● Set exercise
The line containing "the green grass" marks where to begin; quote it and every line after it through the end of the data, exactly as written.

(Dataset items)
——————

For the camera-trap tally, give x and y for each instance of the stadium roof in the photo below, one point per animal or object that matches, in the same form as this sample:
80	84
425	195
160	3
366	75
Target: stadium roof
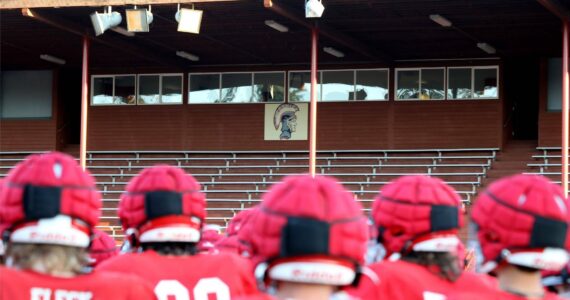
234	33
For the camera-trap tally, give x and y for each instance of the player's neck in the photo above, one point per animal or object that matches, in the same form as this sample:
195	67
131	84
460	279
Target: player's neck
520	282
301	291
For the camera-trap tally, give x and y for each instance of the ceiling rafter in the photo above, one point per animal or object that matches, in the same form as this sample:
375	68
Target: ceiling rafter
13	4
107	40
328	32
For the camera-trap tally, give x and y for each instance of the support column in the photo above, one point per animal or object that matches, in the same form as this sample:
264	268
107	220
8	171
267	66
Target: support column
313	110
565	107
84	103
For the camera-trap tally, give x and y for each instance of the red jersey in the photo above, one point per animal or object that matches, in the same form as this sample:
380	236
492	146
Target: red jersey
28	285
409	281
222	275
497	294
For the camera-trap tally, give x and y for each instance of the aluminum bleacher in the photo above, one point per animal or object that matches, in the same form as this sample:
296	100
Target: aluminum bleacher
236	180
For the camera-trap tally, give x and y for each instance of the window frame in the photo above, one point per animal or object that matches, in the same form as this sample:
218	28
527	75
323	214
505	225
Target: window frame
419	69
473	68
160	76
113	96
285	89
220	76
372	69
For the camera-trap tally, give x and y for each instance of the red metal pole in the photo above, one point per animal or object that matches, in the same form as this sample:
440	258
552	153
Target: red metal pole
84	103
313	110
565	108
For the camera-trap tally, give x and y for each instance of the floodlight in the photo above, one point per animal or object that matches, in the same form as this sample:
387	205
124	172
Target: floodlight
53	59
189	20
138	19
187	55
332	51
103	21
487	48
276	26
441	20
314	9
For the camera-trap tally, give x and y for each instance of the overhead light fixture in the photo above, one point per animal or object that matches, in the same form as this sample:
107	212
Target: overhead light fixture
103	21
123	31
276	26
189	20
487	48
441	20
332	51
187	55
53	59
138	20
314	8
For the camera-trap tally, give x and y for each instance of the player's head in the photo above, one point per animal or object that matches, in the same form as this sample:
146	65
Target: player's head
49	207
102	247
522	220
211	234
164	210
309	230
418	217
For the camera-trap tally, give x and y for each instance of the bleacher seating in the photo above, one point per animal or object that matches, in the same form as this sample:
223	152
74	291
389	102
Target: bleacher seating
237	180
548	163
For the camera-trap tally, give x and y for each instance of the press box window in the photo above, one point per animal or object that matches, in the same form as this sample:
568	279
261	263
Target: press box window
269	87
420	84
113	90
300	86
371	85
237	87
160	89
204	88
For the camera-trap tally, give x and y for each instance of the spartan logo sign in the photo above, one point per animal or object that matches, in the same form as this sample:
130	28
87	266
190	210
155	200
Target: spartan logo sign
285	116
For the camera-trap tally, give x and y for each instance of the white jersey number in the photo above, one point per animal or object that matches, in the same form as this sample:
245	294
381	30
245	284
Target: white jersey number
173	289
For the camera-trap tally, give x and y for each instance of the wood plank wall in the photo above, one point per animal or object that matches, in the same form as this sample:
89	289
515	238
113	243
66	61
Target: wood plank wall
549	122
348	125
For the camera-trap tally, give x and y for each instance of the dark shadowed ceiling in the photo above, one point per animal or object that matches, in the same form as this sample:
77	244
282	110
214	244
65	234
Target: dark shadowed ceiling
234	33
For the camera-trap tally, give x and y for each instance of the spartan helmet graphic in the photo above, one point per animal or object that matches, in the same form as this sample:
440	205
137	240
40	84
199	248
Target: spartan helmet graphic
285	115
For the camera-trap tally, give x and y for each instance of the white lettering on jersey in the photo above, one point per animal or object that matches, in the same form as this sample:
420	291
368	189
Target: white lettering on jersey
72	295
40	294
205	286
45	294
434	296
174	288
211	286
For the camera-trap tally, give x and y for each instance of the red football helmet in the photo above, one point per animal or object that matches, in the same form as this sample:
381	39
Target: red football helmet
523	220
309	230
418	213
211	234
163	204
49	199
102	247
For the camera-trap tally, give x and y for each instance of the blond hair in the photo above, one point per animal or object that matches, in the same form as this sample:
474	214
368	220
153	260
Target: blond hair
48	259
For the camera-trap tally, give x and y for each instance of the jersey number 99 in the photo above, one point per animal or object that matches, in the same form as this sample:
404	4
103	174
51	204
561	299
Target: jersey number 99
173	289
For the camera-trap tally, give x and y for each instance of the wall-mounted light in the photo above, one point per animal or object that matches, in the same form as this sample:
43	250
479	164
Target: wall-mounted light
103	21
314	8
441	20
53	59
189	20
187	55
123	31
277	26
332	51
138	20
487	48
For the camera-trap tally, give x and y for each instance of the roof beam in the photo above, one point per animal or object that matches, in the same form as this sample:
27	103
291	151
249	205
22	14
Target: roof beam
107	40
330	33
11	4
555	7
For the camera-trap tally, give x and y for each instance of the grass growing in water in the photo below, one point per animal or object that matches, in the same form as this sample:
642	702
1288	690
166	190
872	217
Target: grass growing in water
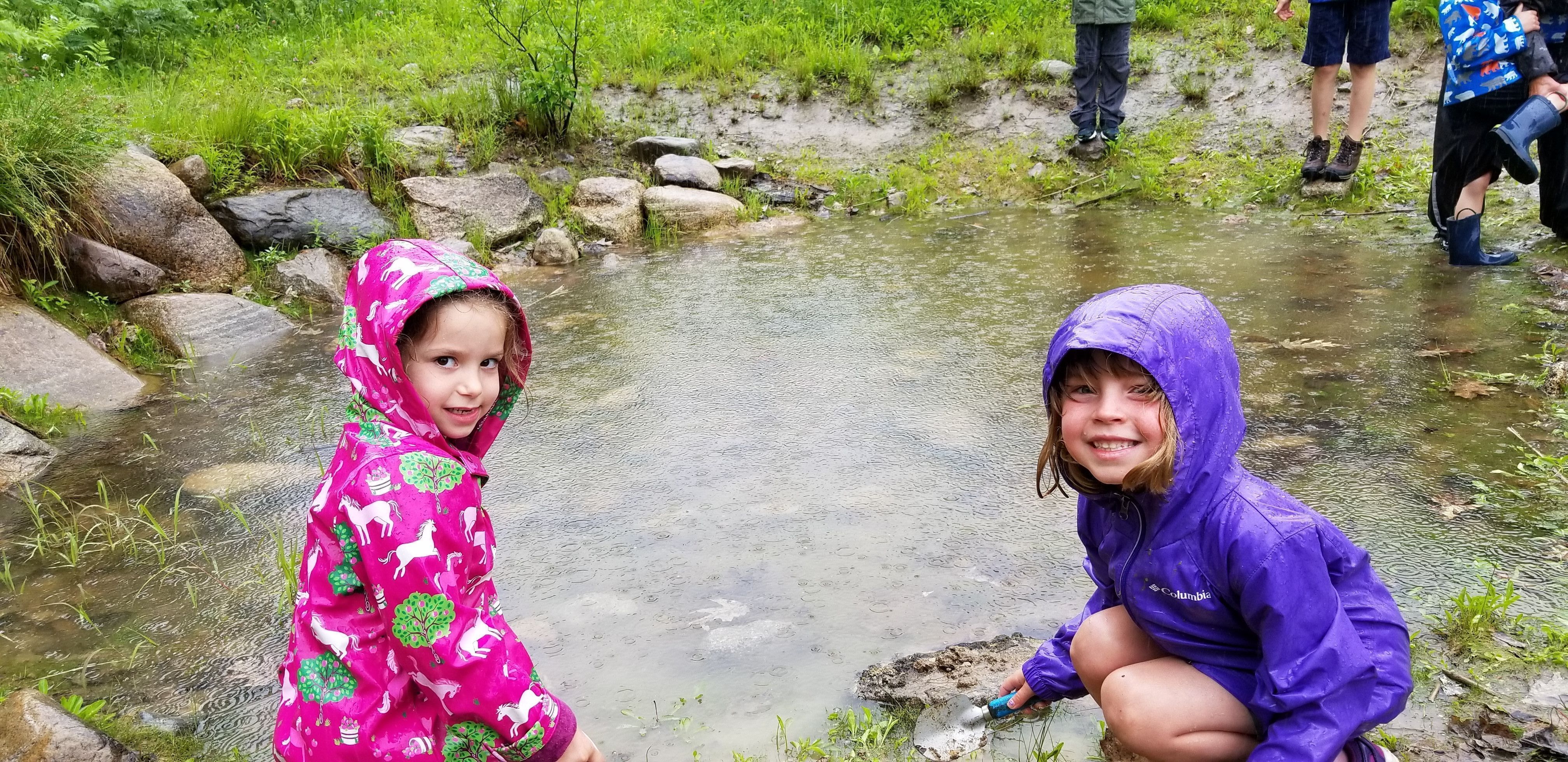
35	414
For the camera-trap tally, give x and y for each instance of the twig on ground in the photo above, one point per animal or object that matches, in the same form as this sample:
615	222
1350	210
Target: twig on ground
1097	200
1334	212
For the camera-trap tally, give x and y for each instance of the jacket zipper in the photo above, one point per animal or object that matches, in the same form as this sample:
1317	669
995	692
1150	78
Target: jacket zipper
1134	554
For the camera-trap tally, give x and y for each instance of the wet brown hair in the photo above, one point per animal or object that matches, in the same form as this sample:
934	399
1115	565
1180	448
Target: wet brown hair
513	355
1152	475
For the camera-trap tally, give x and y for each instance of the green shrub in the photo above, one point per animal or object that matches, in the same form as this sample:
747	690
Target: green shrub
52	145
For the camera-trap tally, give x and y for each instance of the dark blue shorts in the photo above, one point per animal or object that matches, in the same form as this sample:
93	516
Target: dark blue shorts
1355	30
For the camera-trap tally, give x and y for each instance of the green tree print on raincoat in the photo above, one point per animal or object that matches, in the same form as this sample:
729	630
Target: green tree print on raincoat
397	631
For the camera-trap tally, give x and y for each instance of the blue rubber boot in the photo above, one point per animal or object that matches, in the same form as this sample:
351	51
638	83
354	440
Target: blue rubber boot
1465	245
1533	120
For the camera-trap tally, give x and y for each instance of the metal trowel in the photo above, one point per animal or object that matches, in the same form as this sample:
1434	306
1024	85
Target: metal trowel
952	730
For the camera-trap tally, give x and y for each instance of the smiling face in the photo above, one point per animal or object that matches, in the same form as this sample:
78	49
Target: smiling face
1111	422
457	364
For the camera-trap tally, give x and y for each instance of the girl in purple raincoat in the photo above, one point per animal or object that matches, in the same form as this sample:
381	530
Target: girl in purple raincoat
399	648
1228	622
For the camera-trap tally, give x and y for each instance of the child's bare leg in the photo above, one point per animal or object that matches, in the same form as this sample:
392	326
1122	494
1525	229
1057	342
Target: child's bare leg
1324	87
1363	80
1473	198
1167	711
1108	642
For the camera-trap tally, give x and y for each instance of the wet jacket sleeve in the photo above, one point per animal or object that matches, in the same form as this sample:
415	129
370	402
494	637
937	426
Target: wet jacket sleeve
1316	675
1050	672
1476	38
429	575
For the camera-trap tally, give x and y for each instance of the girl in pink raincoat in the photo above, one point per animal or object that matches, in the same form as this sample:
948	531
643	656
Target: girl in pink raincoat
399	647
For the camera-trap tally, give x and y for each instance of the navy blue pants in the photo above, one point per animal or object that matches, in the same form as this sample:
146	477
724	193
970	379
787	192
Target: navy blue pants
1101	74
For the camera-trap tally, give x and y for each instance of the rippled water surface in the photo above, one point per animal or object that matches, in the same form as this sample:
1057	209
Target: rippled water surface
749	469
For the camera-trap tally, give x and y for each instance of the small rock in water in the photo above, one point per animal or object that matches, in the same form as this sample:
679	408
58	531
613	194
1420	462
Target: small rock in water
1326	189
557	176
170	725
554	247
1051	70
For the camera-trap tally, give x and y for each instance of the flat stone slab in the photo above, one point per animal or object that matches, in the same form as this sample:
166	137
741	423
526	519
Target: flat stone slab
208	325
41	357
243	477
33	728
932	678
23	455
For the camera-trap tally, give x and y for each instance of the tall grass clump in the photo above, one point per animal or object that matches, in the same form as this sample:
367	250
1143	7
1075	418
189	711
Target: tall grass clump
52	143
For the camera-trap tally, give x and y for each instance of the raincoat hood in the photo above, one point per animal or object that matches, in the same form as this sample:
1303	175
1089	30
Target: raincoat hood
1183	341
385	289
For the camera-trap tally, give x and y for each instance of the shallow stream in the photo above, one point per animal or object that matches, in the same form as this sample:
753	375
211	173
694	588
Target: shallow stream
750	469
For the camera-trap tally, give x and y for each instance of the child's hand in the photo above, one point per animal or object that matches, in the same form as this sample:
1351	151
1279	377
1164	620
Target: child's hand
582	750
1026	695
1530	19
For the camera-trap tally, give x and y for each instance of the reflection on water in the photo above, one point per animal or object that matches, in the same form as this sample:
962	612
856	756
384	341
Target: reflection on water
750	469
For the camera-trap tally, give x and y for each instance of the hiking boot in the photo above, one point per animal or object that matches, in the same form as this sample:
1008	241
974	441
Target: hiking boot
1346	161
1316	157
1533	120
1465	245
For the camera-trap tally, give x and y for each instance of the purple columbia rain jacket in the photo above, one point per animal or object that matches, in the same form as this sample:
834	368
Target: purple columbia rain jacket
1225	570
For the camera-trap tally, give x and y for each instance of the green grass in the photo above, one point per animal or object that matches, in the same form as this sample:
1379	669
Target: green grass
38	416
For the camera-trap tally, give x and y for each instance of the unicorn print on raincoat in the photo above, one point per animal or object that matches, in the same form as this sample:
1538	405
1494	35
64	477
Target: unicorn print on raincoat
1253	589
399	645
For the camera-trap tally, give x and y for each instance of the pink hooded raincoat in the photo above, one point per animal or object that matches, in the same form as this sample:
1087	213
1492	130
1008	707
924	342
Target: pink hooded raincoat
399	647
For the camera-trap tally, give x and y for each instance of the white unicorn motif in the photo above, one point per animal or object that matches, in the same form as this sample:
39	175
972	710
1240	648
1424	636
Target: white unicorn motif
441	689
520	712
405	269
320	495
378	512
469	516
334	640
469	643
419	745
422	548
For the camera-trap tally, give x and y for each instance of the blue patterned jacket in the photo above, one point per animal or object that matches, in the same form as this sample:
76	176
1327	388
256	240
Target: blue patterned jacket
1481	44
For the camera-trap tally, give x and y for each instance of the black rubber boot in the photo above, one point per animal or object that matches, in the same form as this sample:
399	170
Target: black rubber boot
1533	120
1465	245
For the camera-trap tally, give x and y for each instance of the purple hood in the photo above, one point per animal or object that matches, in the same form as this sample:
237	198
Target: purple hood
1228	572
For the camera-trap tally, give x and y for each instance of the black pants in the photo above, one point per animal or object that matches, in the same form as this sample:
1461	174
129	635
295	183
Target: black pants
1463	151
1101	74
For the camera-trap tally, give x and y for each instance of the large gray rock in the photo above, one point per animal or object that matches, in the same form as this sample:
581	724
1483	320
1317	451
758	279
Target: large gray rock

——————

● Task response
For the camera-trap tally, give x and y for each instance of the green grass in the photo above, one point per animal or object that matches, in the same form as this sample:
1379	669
Target: green grass
38	416
For the camera-trap tally, give x and y for each instance of the unicorn print on raincoat in the photo above, one point per animal or object that matches, in the same form as this sample:
1538	405
1494	35
64	477
Target: unicorn print on raincoat
1253	589
399	645
For the camera-trap tally, give x and y for each instance of the pink hooded raincoat in the photo above, one point per animal or object that matches, in the same form as this sample:
1087	213
1492	130
1008	707
924	342
Target: pink hooded raincoat
399	647
For the camera-trap tally, give x and y for each instance of the white unicorn motif in the photo above, one point per animal or object that matches, in the same form as this sample:
39	175
972	710
1240	648
1424	636
Target: white unicorn motif
441	689
520	712
405	269
320	495
378	512
469	516
334	640
469	643
419	745
422	548
For the camera-trap tally, give x and y for each instance of the blue patterned jacket in the photo above, one point per animal or object that matches, in the same form as this sample:
76	176
1327	388
256	240
Target: blue patterned jacket
1481	44
For the camera-trap tally, give x and y for each instance of the black rubber boot in the photo above, one point per animal or object that matches, in the same form as this sample:
399	170
Target: black rubber boot
1533	120
1465	245
For the camera-trap tally, give x and y for each instance of the purple hood in the photo above, one point per animal or object that matches, in the same form as this sample:
237	198
Target: purple hood
1228	572
For the camera-trap tally, give x and y for each instance of the black pants in the photo above, one point per animal or object that matches, in the same form as this sample:
1461	174
129	635
295	183
Target: black pants
1463	151
1101	74
For the camera-trap tally, give x and y for each instance of the large gray rock in the photo above, one point per animal or object that matches, in the same form as this sample:
581	724
1483	320
1317	451
758	279
Target: large gray rock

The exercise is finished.